(Items from a dataset)
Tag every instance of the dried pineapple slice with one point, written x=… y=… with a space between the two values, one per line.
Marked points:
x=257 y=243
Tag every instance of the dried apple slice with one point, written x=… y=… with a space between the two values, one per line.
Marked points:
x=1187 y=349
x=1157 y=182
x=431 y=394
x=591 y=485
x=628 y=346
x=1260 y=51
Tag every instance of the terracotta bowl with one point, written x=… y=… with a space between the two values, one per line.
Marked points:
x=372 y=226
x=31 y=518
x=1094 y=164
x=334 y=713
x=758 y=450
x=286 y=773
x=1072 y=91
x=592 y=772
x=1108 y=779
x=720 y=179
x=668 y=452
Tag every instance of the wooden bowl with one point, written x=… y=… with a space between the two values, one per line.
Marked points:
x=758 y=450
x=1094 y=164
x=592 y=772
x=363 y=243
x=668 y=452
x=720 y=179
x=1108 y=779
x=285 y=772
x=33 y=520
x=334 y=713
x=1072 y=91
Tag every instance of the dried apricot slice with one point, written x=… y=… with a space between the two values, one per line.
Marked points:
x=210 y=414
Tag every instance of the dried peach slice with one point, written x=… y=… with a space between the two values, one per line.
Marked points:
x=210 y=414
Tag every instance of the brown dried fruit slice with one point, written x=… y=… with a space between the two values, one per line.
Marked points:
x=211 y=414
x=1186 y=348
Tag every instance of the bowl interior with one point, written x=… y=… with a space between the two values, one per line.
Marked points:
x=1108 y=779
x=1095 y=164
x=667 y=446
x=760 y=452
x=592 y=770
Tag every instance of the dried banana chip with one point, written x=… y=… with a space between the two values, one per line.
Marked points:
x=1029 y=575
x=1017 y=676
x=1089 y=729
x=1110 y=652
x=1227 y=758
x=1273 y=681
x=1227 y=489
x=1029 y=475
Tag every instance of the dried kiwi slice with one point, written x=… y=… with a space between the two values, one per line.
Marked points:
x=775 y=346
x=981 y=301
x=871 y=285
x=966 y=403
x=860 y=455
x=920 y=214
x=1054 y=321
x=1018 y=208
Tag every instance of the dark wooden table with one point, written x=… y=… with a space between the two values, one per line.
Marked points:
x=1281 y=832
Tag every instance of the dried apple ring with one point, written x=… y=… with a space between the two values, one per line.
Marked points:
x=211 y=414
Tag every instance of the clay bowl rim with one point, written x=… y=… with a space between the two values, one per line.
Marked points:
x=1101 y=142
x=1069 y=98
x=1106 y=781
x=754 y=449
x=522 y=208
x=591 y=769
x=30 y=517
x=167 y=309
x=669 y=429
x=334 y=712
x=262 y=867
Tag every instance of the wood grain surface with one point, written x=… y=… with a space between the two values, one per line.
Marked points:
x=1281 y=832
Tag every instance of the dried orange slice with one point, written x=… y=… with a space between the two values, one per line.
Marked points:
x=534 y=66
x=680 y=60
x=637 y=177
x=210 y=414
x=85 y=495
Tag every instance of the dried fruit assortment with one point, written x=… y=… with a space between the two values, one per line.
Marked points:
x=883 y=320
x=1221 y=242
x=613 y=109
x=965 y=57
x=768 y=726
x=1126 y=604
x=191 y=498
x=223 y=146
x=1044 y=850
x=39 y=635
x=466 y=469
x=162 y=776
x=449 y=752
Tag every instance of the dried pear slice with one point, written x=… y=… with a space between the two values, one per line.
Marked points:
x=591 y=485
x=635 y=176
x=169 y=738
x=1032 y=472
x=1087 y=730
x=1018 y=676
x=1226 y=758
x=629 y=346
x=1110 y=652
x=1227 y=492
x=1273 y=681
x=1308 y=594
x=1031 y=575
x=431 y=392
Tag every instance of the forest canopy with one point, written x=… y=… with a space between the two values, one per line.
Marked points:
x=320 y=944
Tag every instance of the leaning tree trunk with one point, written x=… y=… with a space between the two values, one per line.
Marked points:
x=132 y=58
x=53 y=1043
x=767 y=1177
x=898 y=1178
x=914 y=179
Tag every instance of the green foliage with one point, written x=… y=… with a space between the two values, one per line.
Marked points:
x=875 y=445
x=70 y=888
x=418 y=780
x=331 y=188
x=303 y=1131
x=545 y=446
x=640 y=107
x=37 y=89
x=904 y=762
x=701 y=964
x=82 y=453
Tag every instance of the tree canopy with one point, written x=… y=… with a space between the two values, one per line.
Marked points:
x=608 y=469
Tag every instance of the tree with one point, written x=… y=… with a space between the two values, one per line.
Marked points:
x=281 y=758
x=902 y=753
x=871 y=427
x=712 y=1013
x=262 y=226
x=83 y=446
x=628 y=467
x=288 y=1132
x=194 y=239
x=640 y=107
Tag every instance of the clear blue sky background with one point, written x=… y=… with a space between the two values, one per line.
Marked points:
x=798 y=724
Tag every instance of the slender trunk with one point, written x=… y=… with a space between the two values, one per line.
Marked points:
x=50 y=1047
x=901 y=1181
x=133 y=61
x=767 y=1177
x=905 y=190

= AIM OF THE TASK =
Turn the lines above into a JSON list of strings with one string per line and no blank lines. Start at the line containing "Tag every instance of the wood grain" and end after the line containing "x=449 y=752".

= RESPONSE =
[
  "Tag every instance of the wood grain surface with one point, written x=… y=… with a space between the two values, one per line.",
  "Marked points:",
  "x=1281 y=832",
  "Tag every instance of the dried orange slice with one point, written x=… y=… with a space between the two values, one per line.",
  "Marked points:",
  "x=534 y=66",
  "x=680 y=60",
  "x=637 y=177",
  "x=210 y=414",
  "x=85 y=495",
  "Tag every instance of the dried fruit assortment with one point, written x=… y=… with a space between the two values, one per line.",
  "Marked points:",
  "x=883 y=320",
  "x=1221 y=242",
  "x=613 y=109",
  "x=965 y=57",
  "x=768 y=726",
  "x=1126 y=604",
  "x=191 y=498",
  "x=223 y=146",
  "x=1044 y=850",
  "x=39 y=635",
  "x=466 y=469",
  "x=162 y=776",
  "x=449 y=752"
]